Also the most used color for SMBs (surface marker buoy) when scuba diving.

Interestingly, the bright yellow color usually means accident, while orange means regular decompression stop. I have seen pink ones but they seem very rare.

So I'm guessing people must think yellow is more visible?

https://en.wikipedia.org/wiki/Surface_marker_buoy


I’ve started seeing more black DSMBs recently. They’re meant to be very visible, but every skipper I’ve spoken to disagrees.

When I’m doing project diving, we’ll use a pink DSMB to mark something that we want to go back to, and not surface with it.

Orange for surfacing and yellow for an emergency, as you describe.


I feel like there is a market for black "tactical" DSMBs for those dudes who really like to be special ops. And what better color than full black to mean serious operator! /s


I've seen plenty of yellow sausages that didn't mean emergency, I think that's location specific (I'm not sure where it applies). Most people I know pick the color based on personal preference / color matching the rest of the gear.

______________________________

### WHAT TO PRODUCE
Reproduce the diving buoy color discussion above word for word, in full, before turning to the records below.

______________________________

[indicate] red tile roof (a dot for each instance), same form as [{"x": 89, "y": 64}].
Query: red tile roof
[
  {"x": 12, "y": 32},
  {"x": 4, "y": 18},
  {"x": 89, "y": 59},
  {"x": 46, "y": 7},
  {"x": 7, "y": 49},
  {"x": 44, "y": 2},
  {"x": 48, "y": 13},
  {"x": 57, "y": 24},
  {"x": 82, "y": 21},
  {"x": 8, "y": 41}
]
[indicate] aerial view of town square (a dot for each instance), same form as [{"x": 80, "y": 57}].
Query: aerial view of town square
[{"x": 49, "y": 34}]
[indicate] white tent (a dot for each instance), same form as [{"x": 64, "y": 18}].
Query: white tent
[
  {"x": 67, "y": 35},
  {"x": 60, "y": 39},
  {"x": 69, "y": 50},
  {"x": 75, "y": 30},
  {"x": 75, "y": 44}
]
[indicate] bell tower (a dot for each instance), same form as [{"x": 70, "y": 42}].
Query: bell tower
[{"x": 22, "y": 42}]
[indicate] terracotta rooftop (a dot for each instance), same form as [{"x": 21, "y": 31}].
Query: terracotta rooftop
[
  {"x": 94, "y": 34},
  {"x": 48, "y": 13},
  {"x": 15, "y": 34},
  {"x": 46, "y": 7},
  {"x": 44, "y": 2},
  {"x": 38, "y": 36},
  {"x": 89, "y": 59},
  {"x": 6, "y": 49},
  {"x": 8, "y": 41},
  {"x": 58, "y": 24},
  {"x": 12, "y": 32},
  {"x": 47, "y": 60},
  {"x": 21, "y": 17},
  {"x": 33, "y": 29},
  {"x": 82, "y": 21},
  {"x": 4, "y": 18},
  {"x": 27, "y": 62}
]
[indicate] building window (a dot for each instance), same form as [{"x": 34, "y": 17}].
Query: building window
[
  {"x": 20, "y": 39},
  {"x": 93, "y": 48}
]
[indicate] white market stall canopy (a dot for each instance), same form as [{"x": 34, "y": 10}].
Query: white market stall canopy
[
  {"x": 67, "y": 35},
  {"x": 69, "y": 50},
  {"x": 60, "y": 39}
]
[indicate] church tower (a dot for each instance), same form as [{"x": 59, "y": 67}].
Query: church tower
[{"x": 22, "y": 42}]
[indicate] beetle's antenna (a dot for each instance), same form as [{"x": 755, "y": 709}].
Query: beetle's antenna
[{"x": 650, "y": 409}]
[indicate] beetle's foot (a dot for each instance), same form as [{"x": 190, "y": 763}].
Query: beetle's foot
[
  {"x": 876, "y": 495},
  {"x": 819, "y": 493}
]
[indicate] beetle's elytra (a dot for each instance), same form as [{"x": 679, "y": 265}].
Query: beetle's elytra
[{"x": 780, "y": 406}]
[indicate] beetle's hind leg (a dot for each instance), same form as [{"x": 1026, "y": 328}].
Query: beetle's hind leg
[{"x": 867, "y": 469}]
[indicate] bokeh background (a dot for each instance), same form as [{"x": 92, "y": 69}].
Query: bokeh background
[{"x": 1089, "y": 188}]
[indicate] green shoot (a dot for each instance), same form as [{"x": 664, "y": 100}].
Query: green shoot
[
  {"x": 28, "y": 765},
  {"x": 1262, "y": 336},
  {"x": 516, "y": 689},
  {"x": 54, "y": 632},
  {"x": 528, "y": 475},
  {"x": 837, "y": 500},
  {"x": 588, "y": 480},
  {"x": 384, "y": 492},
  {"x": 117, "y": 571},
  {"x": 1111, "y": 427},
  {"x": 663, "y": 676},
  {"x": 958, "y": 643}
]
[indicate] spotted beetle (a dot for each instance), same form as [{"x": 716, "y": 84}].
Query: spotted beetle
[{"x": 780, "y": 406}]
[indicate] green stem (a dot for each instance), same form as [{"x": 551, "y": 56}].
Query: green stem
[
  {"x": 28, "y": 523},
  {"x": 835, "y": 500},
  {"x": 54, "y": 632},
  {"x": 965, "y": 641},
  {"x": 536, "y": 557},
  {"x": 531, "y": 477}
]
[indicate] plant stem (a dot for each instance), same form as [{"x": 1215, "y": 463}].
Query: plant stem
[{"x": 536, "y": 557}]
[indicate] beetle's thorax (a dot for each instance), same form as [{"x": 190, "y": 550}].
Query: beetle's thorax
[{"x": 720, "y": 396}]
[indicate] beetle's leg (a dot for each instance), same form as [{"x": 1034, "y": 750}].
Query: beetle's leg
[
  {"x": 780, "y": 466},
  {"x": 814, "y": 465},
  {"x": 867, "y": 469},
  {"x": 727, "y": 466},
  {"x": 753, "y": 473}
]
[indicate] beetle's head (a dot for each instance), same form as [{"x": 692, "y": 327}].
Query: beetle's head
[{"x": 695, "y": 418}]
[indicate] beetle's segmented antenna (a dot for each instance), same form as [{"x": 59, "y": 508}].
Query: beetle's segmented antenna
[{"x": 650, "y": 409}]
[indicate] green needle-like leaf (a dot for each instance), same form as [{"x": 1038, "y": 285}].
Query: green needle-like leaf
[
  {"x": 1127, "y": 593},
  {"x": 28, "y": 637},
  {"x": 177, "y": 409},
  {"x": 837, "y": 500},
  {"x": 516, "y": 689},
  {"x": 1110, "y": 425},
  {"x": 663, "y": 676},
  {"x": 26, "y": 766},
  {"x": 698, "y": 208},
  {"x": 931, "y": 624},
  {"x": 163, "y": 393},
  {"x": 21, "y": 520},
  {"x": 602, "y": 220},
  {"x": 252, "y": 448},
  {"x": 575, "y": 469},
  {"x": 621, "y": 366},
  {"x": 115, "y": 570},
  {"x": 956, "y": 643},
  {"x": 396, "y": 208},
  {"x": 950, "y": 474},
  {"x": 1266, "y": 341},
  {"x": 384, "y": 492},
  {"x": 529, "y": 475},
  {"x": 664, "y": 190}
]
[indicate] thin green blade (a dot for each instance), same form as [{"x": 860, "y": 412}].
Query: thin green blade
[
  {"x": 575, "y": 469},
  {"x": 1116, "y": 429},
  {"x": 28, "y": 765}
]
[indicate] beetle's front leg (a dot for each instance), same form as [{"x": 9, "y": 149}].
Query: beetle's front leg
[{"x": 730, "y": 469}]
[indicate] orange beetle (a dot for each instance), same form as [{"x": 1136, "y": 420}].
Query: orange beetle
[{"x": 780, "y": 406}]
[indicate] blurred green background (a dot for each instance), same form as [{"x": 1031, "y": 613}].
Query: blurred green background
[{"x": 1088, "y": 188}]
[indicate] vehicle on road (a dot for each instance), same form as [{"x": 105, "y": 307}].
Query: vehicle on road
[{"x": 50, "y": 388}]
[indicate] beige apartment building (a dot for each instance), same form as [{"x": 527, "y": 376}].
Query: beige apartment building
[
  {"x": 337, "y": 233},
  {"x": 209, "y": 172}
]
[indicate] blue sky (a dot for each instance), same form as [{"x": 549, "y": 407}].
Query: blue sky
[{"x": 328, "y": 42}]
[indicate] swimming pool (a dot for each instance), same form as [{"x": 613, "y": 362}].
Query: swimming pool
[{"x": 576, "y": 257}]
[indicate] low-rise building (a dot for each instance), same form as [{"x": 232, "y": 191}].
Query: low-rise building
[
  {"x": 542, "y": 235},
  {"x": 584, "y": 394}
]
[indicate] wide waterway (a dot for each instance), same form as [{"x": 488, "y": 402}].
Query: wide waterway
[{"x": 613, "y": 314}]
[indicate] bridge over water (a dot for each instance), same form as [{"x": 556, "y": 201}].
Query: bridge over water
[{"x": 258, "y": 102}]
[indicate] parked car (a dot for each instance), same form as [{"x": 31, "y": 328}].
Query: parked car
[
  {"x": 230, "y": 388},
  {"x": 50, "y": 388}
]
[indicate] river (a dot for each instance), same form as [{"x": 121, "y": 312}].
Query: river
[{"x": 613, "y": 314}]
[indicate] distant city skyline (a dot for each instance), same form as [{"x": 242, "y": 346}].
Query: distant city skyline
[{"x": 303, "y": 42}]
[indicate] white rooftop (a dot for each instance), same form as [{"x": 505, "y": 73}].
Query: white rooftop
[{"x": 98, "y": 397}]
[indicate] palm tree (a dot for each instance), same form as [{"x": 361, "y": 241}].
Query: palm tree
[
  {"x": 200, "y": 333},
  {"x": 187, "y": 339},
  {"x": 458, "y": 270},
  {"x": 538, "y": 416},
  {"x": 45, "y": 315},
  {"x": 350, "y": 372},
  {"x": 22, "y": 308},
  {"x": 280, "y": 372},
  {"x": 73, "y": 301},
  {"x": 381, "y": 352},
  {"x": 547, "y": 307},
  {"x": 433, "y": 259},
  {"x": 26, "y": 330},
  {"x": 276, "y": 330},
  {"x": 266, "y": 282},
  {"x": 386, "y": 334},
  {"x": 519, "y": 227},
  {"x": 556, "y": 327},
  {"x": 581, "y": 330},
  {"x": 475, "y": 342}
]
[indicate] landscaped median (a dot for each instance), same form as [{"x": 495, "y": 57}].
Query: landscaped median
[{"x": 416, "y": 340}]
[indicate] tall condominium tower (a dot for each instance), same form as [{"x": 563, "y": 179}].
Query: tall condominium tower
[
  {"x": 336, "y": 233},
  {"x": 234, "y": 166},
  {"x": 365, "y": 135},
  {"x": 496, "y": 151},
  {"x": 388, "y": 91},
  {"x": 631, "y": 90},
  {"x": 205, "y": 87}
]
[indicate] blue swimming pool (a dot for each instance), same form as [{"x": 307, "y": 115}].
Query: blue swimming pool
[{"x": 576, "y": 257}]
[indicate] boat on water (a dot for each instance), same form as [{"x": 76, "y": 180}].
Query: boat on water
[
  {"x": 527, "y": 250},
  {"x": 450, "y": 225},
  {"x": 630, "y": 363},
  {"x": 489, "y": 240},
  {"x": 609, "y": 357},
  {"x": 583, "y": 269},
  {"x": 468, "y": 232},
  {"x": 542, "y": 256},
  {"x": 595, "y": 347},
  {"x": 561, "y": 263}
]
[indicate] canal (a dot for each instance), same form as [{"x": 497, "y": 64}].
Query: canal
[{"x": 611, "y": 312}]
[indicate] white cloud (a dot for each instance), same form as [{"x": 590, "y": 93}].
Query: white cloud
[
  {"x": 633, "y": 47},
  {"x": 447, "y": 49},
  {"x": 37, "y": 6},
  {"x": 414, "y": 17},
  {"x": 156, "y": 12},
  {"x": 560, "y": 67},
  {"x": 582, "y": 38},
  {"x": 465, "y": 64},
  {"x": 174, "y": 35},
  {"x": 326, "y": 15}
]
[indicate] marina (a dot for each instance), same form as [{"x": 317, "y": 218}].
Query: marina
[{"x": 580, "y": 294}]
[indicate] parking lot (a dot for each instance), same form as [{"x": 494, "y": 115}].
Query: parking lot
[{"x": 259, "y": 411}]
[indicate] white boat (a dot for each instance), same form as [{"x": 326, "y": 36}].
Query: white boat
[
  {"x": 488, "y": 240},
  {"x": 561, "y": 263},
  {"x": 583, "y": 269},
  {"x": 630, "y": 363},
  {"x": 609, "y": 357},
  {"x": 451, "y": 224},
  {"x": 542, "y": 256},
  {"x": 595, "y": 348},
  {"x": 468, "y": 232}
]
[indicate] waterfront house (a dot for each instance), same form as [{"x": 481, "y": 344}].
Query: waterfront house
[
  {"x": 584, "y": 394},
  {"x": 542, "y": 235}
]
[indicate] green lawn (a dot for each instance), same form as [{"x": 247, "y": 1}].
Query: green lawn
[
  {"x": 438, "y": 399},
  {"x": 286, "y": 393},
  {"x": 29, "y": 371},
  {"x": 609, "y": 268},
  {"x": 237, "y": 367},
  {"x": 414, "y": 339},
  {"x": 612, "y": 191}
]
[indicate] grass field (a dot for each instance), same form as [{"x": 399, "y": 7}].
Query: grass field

______________________________

### FULL RESPONSE
Also the most used color for SMBs (surface marker buoy) when scuba diving.

Interestingly, the bright yellow color usually means accident, while orange means regular decompression stop. I have seen pink ones but they seem very rare.

So I'm guessing people must think yellow is more visible?

https://en.wikipedia.org/wiki/Surface_marker_buoy


I’ve started seeing more black DSMBs recently. They’re meant to be very visible, but every skipper I’ve spoken to disagrees.

When I’m doing project diving, we’ll use a pink DSMB to mark something that we want to go back to, and not surface with it.

Orange for surfacing and yellow for an emergency, as you describe.


I feel like there is a market for black "tactical" DSMBs for those dudes who really like to be special ops. And what better color than full black to mean serious operator! /s


I've seen plenty of yellow sausages that didn't mean emergency, I think that's location specific (I'm not sure where it applies). Most people I know pick the color based on personal preference / color matching the rest of the gear.